:: Material provided

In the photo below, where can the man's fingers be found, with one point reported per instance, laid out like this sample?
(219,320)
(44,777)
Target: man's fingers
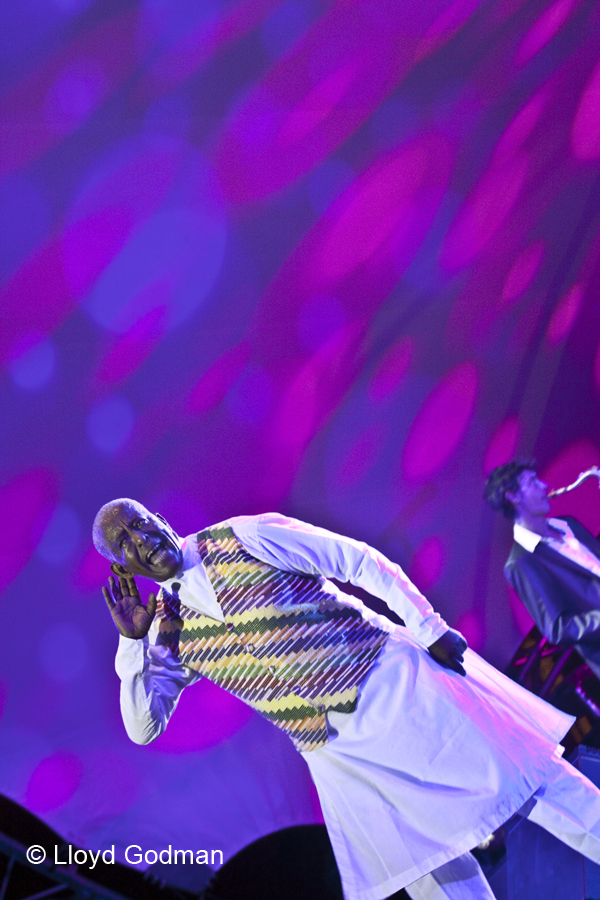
(151,607)
(109,600)
(132,588)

::::

Directions →
Before copying the data, remove the pictures. Then repeat the rest exactly.

Solution for this task →
In the photo below, where can the man's fingers be found, with one point reported per instance, laid out like this sample?
(219,320)
(44,777)
Target: man's fingers
(151,607)
(109,600)
(132,588)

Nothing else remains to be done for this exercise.